What is needed is an exact transcription of every record.
[Exercise inputs]
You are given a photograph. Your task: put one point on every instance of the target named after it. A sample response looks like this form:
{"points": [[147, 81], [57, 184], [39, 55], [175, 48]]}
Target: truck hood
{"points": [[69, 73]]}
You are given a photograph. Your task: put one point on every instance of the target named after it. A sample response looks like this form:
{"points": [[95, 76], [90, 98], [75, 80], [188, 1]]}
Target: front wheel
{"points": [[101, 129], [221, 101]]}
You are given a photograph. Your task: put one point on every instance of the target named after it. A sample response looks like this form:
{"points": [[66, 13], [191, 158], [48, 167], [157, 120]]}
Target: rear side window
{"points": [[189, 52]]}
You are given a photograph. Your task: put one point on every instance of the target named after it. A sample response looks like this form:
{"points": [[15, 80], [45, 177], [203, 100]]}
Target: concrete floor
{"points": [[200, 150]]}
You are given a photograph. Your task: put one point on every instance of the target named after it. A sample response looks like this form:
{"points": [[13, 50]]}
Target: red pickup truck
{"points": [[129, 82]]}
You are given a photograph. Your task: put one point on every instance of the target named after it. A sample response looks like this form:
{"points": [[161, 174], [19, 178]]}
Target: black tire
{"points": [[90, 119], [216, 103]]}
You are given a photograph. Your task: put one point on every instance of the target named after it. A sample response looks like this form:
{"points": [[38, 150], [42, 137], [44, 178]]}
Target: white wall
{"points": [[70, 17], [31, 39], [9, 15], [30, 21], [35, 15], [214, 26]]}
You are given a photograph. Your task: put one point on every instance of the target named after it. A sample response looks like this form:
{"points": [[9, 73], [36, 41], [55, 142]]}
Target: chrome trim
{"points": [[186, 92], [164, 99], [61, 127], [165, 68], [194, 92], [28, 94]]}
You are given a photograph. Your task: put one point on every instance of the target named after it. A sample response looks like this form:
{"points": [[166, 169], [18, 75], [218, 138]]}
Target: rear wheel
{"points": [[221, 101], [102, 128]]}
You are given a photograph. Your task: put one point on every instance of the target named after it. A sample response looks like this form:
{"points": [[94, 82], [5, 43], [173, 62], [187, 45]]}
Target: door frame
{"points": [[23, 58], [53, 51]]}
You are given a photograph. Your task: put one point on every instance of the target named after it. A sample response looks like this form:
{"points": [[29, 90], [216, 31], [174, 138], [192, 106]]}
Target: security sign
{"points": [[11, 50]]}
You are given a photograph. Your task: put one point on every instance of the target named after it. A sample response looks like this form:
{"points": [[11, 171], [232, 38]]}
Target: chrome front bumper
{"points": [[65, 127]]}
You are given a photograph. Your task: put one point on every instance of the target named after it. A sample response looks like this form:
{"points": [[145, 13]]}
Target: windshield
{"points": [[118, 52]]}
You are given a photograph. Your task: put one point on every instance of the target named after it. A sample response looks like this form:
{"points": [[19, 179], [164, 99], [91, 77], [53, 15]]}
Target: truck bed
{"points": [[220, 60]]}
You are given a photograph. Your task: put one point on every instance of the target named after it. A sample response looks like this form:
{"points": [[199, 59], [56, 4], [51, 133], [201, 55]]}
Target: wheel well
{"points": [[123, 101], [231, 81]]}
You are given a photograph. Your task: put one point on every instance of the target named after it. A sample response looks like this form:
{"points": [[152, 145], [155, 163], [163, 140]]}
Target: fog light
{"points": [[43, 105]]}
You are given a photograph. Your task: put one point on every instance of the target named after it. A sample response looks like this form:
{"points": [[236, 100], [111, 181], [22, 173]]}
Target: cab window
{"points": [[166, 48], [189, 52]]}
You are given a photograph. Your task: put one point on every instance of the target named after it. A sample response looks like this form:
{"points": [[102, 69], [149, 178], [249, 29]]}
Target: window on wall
[/Exercise inputs]
> Output
You are given a photograph. Your task: put one point on every instance of the target named after it. A sample response looks like this form:
{"points": [[147, 81], [57, 184], [39, 55], [175, 48]]}
Target: truck hood
{"points": [[69, 73]]}
You are given a photograph. Your task: put one point on every instance of the target named after it. A sample response looks like this form:
{"points": [[95, 76], [90, 98], [75, 80], [188, 1]]}
Target: front wheel
{"points": [[101, 129], [221, 101]]}
You are given a photograph. Your task: put one point on every instance of the target named after it. A sample response looks like this form:
{"points": [[66, 13], [191, 158], [48, 167], [157, 120]]}
Target: rear side window
{"points": [[189, 52]]}
You are given a photograph. Your task: put one point on every instance of the target named after it. A sample response looks like this form:
{"points": [[15, 80], [45, 177], [203, 100]]}
Target: concrete floor
{"points": [[200, 150]]}
You are given a photograph. Your task: put one point on every instance of the target named after it. A sample response looks like this form:
{"points": [[13, 50]]}
Target: red pickup truck
{"points": [[129, 82]]}
You are given a photograph. Your task: put one point on every instance of the target named after it. A sample response looks like this form:
{"points": [[161, 174], [19, 178]]}
Target: black tire
{"points": [[90, 119], [216, 103]]}
You are given a photograph. Your task: put one point on every instance of the target named after it. A sample response looks like this form:
{"points": [[38, 150], [42, 137], [44, 178]]}
Target: white wall
{"points": [[70, 17], [31, 39], [9, 15], [30, 21], [35, 15], [214, 26]]}
You are given a photograph. Your task: put one point on every instance of the target named after it. A sample response looks like this form:
{"points": [[9, 73], [36, 41], [55, 142]]}
Target: chrome trim
{"points": [[186, 92], [164, 99], [61, 127], [165, 68], [194, 92], [28, 94]]}
You are given a photograph. Your task: put one point on every instance of the target named after it. A sample response looks like this form:
{"points": [[166, 169], [18, 75], [218, 138]]}
Target: rear wheel
{"points": [[221, 101], [102, 128]]}
You are given a photograph. Your task: put one point on every instance of the target named after it. A sample response looks like this form:
{"points": [[94, 82], [5, 43], [173, 62], [187, 45]]}
Target: door frame
{"points": [[23, 58], [53, 51]]}
You are given a photograph. Your task: put one point on every instance of the target named after it. A sample response looks like this form:
{"points": [[29, 90], [216, 31], [174, 138], [192, 106]]}
Target: security sign
{"points": [[11, 50]]}
You are given a photograph. Your task: put one point on every instance of the target named after it. A sample response looks like this form:
{"points": [[11, 171], [232, 38]]}
Target: chrome front bumper
{"points": [[65, 127]]}
You are given a photograph. Your task: put one point on every instance of the target named after it. A sample response looks like this form:
{"points": [[145, 13]]}
Target: windshield
{"points": [[118, 52]]}
You are given a photograph. Your task: put one point on every instance of the target named after it. A sample response looks like this form:
{"points": [[19, 179], [164, 99], [91, 77], [53, 15]]}
Target: truck bed
{"points": [[220, 60]]}
You are given a photograph. Your task: put one point on every instance of the target named after it. A sample response looks like this form:
{"points": [[199, 59], [56, 4], [51, 133], [201, 55]]}
Target: wheel well
{"points": [[123, 101], [231, 81]]}
You are given a photograph. Your task: put one point on every instance of the target named after it. A sample response looks like this form:
{"points": [[152, 145], [155, 163], [163, 140]]}
Target: fog light
{"points": [[43, 105]]}
You are given a photograph. Your task: put one point on every instance of the target named after it. A sample response looks like this form:
{"points": [[236, 100], [111, 181], [22, 173]]}
Target: cab window
{"points": [[166, 48], [189, 52]]}
You are given a photograph. Your task: put one point on every instance of the target named after it. A sample response looks like this form:
{"points": [[102, 69], [149, 178], [249, 29]]}
Target: window on wall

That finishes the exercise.